» **PAGE TEXT**
————

Abstract
Identifying single nucleotide polymorphisms (SNPs) that are responsible for common and complex diseases such as cancer is of major interest in current molecular epidemiology. However, due to the tremendous number of SNPs on the human genome, to expedite genotyping and analysis, there is a clear need to prioritize SNPs according to their potentially deleterious effects to human health. As of yet, there have been few efforts to quantitatively assess the possible deleterious effects of SNPs for effective association studies. Here we propose a new integrative scoring system for prioritizing SNPs based on their possible deleterious effects in a probabilistic framework. We also provide the evaluation result of our system on the OMIM (Online Mendelian Inheritance in Man) database, which is one of the most widely-used databases of human genes and genetic disorders.

————

» **STORED DATA**
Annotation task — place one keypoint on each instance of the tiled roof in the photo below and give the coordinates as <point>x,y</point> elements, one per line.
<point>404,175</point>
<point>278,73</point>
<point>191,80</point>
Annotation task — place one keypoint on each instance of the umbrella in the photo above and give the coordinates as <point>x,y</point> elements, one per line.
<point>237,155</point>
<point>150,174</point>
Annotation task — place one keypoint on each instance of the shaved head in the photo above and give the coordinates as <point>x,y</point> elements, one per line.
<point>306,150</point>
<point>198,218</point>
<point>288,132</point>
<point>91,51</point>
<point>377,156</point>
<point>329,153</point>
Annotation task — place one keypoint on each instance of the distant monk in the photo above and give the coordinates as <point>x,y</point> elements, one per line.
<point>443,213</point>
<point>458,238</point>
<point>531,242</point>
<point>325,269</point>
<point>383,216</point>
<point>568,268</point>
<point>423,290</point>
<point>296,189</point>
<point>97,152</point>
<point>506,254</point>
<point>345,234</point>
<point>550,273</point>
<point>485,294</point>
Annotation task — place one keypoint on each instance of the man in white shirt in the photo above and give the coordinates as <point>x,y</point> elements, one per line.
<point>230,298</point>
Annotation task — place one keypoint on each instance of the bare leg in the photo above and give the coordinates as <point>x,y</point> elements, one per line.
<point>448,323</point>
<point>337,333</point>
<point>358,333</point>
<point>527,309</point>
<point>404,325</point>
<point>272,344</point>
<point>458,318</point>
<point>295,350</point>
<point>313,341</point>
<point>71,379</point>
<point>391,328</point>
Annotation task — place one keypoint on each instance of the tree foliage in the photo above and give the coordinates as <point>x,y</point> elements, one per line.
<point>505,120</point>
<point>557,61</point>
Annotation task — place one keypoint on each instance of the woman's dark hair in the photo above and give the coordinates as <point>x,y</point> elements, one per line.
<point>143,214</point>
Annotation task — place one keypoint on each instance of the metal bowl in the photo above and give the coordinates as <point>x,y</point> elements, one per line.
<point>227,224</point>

————

» **INSTRUCTIONS FOR THE TASK**
Pick up the abstract on scoring SNPs by their likely deleterious effects right after its final sentence and carry it on.

» **FINAL ANSWER**
Introduction
Much effort in current epidemiology, medicine, and pharmarcogenomics is focused on the identification of genetic variations that are involved in common and complex diseases. Specifically, single nucleotide polymorphisms (SNPs), which are substitutions of a single nucleotide at a specific position on the genome occurring in more than 1% of the human population, are in the core of such studies, as they form the majority of genetic variations in the human. Reliable identification of disease-causing SNPs is expected to enable early diagnosis, personalized treatments, and targeted drug design1.
Typically, the first step toward identifying causal SNPs for common and complex human diseases, involves case-control association studies2. However, due to the sheer number of SNPs on the human genome, estimated at over ten milion3, it is often required, when conducting association studies, to prioritize SNPs based on their potential deleterious functional effects1. For instance, SNPs occurring in functional genomic regions such as protein coding or regulatory regions are more likely to have deleterious effects, and, as such, more likely to underlie disease. By focusing on a small number of these functionally significant SNPs that are likely to be associated with disease, a substantial amount of genotyping and analysis overhead can be reduced.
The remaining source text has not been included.